• **What you will do**: Which lines of the entries contain the string "grass"? Copy each of them.
Segment Start: Supplied records
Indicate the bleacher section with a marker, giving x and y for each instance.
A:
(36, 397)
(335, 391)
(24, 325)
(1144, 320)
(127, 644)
Segment End: Supplied records
Segment Start: Supplied records
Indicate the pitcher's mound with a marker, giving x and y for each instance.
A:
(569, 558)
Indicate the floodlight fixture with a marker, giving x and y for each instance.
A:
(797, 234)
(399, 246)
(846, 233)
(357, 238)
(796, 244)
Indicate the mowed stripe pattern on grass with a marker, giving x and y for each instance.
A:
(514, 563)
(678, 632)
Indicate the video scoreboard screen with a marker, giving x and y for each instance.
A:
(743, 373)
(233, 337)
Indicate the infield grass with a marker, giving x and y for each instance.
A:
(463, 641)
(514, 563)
Segment End: Supplied records
• **Answer for this exercise**:
Indicate the mowed stripe pattern on grass with a marker, giving x and y for each instance.
Indicate the infield grass with a marker, giving x and y for each instance.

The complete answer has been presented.